- **Task description**
Reproduce everything in the entries below from the line containing "of the chair" down to the line containing "475 259 L 475", with both of those lines included. Leave the pictures out of the answer.

Segmentation data
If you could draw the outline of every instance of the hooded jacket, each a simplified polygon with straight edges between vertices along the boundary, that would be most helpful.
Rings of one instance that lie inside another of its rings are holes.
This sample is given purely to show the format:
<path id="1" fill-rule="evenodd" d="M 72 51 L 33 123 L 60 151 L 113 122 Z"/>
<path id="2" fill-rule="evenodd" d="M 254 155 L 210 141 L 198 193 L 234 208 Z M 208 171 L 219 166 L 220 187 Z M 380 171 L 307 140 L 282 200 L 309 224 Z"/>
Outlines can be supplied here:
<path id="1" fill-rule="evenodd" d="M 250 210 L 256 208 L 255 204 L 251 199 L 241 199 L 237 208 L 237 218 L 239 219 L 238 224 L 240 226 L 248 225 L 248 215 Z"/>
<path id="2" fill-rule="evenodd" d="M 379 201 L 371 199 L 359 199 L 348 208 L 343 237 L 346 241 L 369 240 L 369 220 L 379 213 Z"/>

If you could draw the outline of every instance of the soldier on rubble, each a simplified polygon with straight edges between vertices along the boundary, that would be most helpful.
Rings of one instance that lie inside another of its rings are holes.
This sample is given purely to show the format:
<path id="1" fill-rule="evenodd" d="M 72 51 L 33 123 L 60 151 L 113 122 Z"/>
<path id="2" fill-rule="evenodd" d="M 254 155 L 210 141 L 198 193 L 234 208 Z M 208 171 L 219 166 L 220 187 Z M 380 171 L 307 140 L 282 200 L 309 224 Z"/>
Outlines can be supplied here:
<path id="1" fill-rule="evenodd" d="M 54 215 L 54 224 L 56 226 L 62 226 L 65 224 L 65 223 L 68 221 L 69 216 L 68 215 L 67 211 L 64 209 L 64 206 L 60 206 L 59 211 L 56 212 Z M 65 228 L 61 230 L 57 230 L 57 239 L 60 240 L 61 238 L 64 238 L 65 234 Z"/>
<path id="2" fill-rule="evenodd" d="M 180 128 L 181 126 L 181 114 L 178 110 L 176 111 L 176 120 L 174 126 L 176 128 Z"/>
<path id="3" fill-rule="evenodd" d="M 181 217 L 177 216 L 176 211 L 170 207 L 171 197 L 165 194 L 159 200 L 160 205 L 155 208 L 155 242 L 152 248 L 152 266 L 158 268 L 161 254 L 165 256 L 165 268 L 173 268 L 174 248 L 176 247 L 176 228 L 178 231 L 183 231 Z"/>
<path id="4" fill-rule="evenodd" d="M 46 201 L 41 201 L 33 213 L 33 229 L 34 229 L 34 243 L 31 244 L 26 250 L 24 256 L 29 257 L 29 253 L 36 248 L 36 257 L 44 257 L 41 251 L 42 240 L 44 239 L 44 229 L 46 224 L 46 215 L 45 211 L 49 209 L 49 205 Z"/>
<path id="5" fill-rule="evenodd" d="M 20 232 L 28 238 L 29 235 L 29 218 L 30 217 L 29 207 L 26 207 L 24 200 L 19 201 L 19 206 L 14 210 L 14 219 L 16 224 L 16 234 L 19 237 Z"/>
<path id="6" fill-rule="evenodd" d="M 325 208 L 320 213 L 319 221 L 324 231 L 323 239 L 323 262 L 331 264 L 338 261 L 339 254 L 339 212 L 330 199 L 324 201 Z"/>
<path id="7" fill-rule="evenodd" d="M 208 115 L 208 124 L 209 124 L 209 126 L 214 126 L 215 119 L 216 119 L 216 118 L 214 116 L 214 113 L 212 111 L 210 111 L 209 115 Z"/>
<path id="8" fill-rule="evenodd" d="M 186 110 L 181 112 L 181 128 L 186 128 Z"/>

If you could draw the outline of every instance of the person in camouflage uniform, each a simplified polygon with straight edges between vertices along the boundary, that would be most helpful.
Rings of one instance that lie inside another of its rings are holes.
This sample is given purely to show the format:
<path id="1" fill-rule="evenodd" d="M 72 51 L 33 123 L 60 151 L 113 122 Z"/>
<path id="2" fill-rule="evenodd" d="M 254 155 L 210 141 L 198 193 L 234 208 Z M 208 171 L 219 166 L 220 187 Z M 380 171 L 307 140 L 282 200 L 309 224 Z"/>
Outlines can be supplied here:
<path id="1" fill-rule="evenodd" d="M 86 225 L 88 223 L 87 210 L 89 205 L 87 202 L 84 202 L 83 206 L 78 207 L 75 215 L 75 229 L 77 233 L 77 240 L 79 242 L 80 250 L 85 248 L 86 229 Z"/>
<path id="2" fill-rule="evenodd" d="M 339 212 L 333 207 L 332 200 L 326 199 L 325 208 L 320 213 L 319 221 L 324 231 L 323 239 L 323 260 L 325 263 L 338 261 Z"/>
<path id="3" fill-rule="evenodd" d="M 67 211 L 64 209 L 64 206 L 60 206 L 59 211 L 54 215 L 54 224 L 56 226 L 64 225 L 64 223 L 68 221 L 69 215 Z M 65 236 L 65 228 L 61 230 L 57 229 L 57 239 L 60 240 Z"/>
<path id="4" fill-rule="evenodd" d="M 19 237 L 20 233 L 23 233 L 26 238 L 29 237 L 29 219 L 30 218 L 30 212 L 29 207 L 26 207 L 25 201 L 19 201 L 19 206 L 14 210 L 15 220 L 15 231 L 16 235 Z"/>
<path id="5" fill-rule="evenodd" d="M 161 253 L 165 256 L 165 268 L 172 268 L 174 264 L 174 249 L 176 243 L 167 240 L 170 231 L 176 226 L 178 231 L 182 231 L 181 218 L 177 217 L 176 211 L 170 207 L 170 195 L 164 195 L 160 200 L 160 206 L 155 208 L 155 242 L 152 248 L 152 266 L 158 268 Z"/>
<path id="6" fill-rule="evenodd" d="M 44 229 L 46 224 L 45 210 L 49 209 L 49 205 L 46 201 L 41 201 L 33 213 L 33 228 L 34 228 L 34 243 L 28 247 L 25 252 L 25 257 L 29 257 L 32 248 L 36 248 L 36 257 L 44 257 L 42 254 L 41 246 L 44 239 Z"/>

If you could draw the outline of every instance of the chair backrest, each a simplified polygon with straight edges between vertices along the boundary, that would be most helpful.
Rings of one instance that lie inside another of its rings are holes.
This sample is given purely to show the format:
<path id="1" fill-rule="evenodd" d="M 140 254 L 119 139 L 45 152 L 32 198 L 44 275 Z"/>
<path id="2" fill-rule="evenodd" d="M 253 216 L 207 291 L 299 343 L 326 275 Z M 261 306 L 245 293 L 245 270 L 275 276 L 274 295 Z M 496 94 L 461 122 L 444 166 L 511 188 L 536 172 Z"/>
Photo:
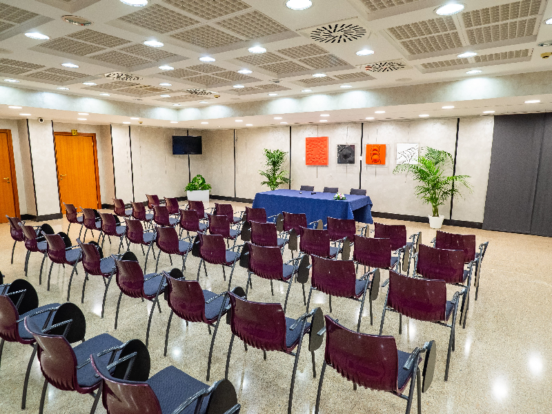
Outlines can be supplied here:
<path id="1" fill-rule="evenodd" d="M 200 219 L 205 217 L 205 207 L 203 205 L 203 201 L 193 201 L 188 200 L 188 209 L 195 210 L 197 212 L 197 215 Z"/>
<path id="2" fill-rule="evenodd" d="M 179 317 L 190 322 L 207 322 L 205 296 L 199 282 L 175 279 L 165 272 L 168 284 L 167 303 Z"/>
<path id="3" fill-rule="evenodd" d="M 286 351 L 286 317 L 282 304 L 250 302 L 232 292 L 230 302 L 232 333 L 255 348 Z"/>
<path id="4" fill-rule="evenodd" d="M 295 214 L 293 213 L 283 212 L 284 214 L 284 231 L 289 231 L 293 228 L 299 236 L 301 228 L 306 227 L 306 215 L 304 213 Z"/>
<path id="5" fill-rule="evenodd" d="M 326 295 L 354 297 L 357 272 L 352 260 L 331 260 L 312 256 L 311 283 Z"/>
<path id="6" fill-rule="evenodd" d="M 175 197 L 165 197 L 165 206 L 167 206 L 169 214 L 178 214 L 180 206 L 178 205 L 178 200 Z"/>
<path id="7" fill-rule="evenodd" d="M 257 246 L 278 246 L 276 224 L 251 221 L 251 242 Z"/>
<path id="8" fill-rule="evenodd" d="M 226 245 L 222 236 L 199 233 L 199 257 L 201 259 L 211 264 L 226 263 Z"/>
<path id="9" fill-rule="evenodd" d="M 475 259 L 475 235 L 457 235 L 437 230 L 435 247 L 464 250 L 464 262 Z"/>
<path id="10" fill-rule="evenodd" d="M 420 321 L 444 321 L 446 283 L 444 280 L 409 277 L 389 270 L 387 306 Z"/>
<path id="11" fill-rule="evenodd" d="M 299 248 L 302 252 L 321 257 L 329 257 L 330 233 L 327 230 L 304 227 L 301 230 Z"/>
<path id="12" fill-rule="evenodd" d="M 159 249 L 169 255 L 178 253 L 178 233 L 176 229 L 171 226 L 157 227 L 157 236 L 155 239 L 155 244 Z"/>
<path id="13" fill-rule="evenodd" d="M 391 250 L 406 245 L 406 226 L 402 224 L 382 224 L 374 223 L 374 237 L 391 239 Z"/>
<path id="14" fill-rule="evenodd" d="M 328 315 L 324 317 L 326 363 L 360 386 L 397 392 L 399 357 L 395 338 L 359 333 L 339 325 Z"/>
<path id="15" fill-rule="evenodd" d="M 334 219 L 328 217 L 328 231 L 330 240 L 335 241 L 348 237 L 353 241 L 357 233 L 357 224 L 354 219 Z"/>
<path id="16" fill-rule="evenodd" d="M 428 279 L 439 279 L 447 283 L 462 283 L 464 250 L 418 246 L 416 273 Z"/>
<path id="17" fill-rule="evenodd" d="M 366 195 L 366 190 L 362 188 L 351 188 L 349 194 L 351 195 Z"/>
<path id="18" fill-rule="evenodd" d="M 209 233 L 230 237 L 230 220 L 226 215 L 208 215 L 209 218 Z"/>
<path id="19" fill-rule="evenodd" d="M 257 223 L 266 223 L 266 210 L 264 208 L 252 208 L 246 207 L 244 220 L 248 223 L 257 221 Z"/>
<path id="20" fill-rule="evenodd" d="M 255 246 L 248 243 L 249 270 L 264 279 L 282 279 L 284 259 L 279 247 Z"/>
<path id="21" fill-rule="evenodd" d="M 353 258 L 364 266 L 389 268 L 391 266 L 391 241 L 355 235 Z"/>

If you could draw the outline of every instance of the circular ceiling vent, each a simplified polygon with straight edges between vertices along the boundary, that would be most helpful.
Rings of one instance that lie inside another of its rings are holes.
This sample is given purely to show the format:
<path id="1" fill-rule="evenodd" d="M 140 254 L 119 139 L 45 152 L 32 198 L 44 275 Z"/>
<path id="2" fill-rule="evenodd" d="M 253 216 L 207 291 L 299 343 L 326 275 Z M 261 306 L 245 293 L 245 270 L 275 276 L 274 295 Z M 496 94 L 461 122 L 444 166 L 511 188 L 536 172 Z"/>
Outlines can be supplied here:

- **Written solution**
If you could draw the outline of every instance of the chair backrest, each a simplified polygon with straight edges between vertices along the boundary, that would be most helpful.
Rings of one instance that lie inside another of its rings are holes.
This sample is given purely to show the format:
<path id="1" fill-rule="evenodd" d="M 140 254 L 119 139 L 45 152 L 32 198 L 44 275 Z"/>
<path id="2" fill-rule="evenodd" d="M 253 216 L 207 291 L 299 343 L 326 275 Z M 261 306 L 245 293 L 245 270 L 275 276 L 274 295 Z M 496 94 L 461 122 L 444 166 L 511 188 L 536 172 Z"/>
Photo:
Outlines can be supplied here:
<path id="1" fill-rule="evenodd" d="M 200 219 L 205 217 L 205 207 L 203 205 L 203 201 L 193 201 L 188 200 L 188 209 L 195 210 L 197 212 L 197 215 Z"/>
<path id="2" fill-rule="evenodd" d="M 179 317 L 190 322 L 207 322 L 205 296 L 199 282 L 175 279 L 165 272 L 168 284 L 167 303 Z"/>
<path id="3" fill-rule="evenodd" d="M 286 351 L 286 317 L 282 304 L 250 302 L 232 292 L 230 302 L 232 333 L 255 348 Z"/>
<path id="4" fill-rule="evenodd" d="M 295 214 L 293 213 L 283 212 L 284 214 L 284 231 L 289 231 L 293 228 L 299 236 L 301 228 L 306 227 L 306 215 L 304 213 Z"/>
<path id="5" fill-rule="evenodd" d="M 326 295 L 354 297 L 357 272 L 352 260 L 331 260 L 312 256 L 311 283 Z"/>
<path id="6" fill-rule="evenodd" d="M 175 197 L 165 197 L 165 206 L 167 206 L 169 214 L 178 214 L 180 206 L 178 205 L 178 200 Z"/>
<path id="7" fill-rule="evenodd" d="M 257 246 L 278 246 L 276 224 L 251 221 L 251 242 Z"/>
<path id="8" fill-rule="evenodd" d="M 226 245 L 222 236 L 199 233 L 199 257 L 201 259 L 211 264 L 226 263 Z"/>
<path id="9" fill-rule="evenodd" d="M 475 259 L 475 235 L 457 235 L 437 230 L 435 247 L 464 250 L 464 262 Z"/>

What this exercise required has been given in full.